Lo que se pide – Según el texto sobre la burocracia estatal, ¿qué permitió el auge de la burocracia transnacional?

Fiel a quien paga, la burocracia profesional, al igual que antes sirvió al absolutismo, no puso objeciones al pasar a depender del capitalismo, cuando cambió el modelo de poder. Cierto que para controlarla se la rodeó del cercado jurídico, pero ingenuamente se hizo entrega de la llave del Derecho; de manera que abre y cierra […]
Fiel a quien paga, la burocracia profesional, al igual que antes sirvió al absolutismo, no puso objeciones al pasar a depender del capitalismo, cuando cambió el modelo de poder. Cierto que para controlarla se la rodeó del cercado jurídico, pero ingenuamente se hizo entrega de la llave del Derecho; de manera que abre y cierra la puerta a conveniencia para hacer escapadas y ampliar los límites del vallado. Al amparo del nuevo modelo de Estado surgió una nueva burocracia definida en términos políticos que asumió la dirección de la primera. Durante más de un siglo ambas operaron en el marco de las atribuciones que le confería el Estado de Derecho en buena parte de las sociedades avanzadas, asumiendo la función de guardián del orden desde las distintas instituciones estatales. Mientras, el poder real -conocido con el nombre de capitalismo-, dedicado al negocio económico, dejaba en manos de profesionales el cumplimiento de las funciones de gobierno de las masas y la protección pública de los intereses empresariales. Sin embargo, ya en la primera parte del siglo pasado, sobre todo la burocracia política, animada por el intervencionismo keynesiano, empezó a tomar conciencia de su propio valor y de la debilidad del patrón. El sentimiento de autosuficiencia alcanzó mayores cotas con el Estado del Bienestar, que permitió a la maquinaria estatal asumir funciones que desbordaban el sentido de la política tradicional y reforzaban el poder que en principio le había sido asignado. En este punto ya se había generado el problema, pero el capitalismo, atento a su negocio, tal vez no había reflexionado sobre ello, hasta que la globalización, amparada por el neoliberalismo político, permitió el auge de la burocracia transnacional.
En torno al tema, parece oportuno hacer una anotación previa sobre lo que se entiende por burocracia estatal y la posición del ciudadano en el marco del Estado, por cuanto inciden en el planteamiento de fondo de la cuestión que se trata.

Datos proporcionados –

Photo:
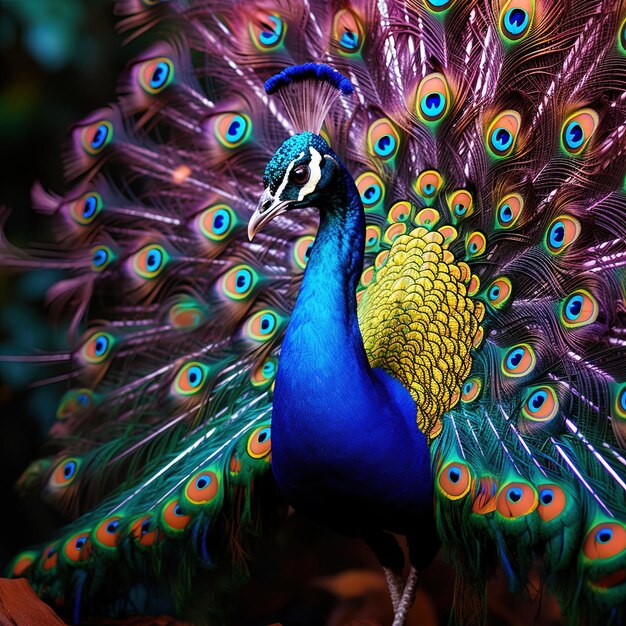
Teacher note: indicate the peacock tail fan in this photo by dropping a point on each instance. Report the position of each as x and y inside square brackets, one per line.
[487, 140]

Solución completa – La globalización, amparada por el neoliberalismo político.